## WHAT YOU WILL DO
Every line of the material that mentions the word "billboard" should be copied out.

## INFORMATION SHOWN
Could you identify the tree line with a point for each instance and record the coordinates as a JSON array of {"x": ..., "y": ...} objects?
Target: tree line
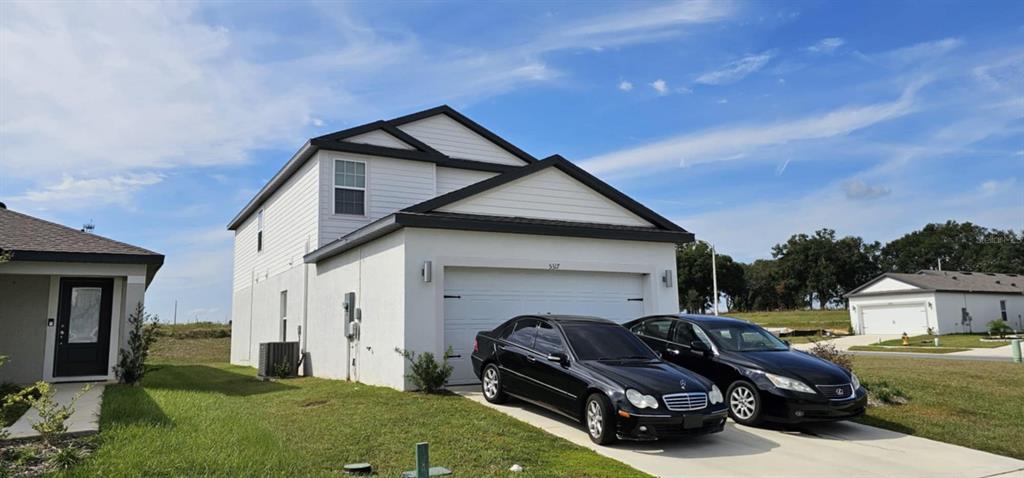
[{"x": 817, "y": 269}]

==

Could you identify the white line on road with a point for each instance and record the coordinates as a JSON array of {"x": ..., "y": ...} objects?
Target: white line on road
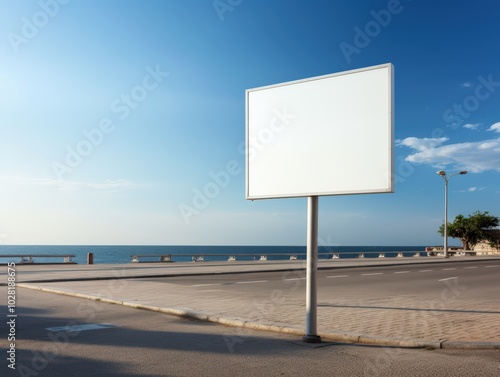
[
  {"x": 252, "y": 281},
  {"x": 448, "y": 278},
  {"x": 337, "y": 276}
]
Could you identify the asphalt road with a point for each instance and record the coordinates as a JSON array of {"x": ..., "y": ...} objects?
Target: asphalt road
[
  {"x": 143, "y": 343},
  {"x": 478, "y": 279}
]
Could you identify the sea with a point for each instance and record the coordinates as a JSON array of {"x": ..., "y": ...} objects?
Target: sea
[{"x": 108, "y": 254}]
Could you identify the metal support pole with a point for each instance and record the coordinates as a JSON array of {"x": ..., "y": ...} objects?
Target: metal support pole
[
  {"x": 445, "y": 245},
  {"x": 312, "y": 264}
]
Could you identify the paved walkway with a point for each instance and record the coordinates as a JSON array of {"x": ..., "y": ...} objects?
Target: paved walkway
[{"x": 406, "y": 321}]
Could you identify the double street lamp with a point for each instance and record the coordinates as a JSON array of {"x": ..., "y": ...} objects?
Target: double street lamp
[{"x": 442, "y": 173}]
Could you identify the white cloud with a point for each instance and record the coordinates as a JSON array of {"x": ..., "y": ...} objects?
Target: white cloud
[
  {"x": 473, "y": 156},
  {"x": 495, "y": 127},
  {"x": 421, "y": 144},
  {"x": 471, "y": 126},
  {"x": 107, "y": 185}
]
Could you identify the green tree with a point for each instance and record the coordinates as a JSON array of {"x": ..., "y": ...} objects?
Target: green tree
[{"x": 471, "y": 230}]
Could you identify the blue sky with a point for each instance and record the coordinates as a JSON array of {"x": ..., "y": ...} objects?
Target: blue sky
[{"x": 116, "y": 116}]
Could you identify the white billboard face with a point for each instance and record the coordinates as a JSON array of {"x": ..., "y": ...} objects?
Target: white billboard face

## ANSWER
Could you identify the white billboard face with a point for each instance and record the coordinates as a JSON array of {"x": ..., "y": ...} objects?
Target: white billboard face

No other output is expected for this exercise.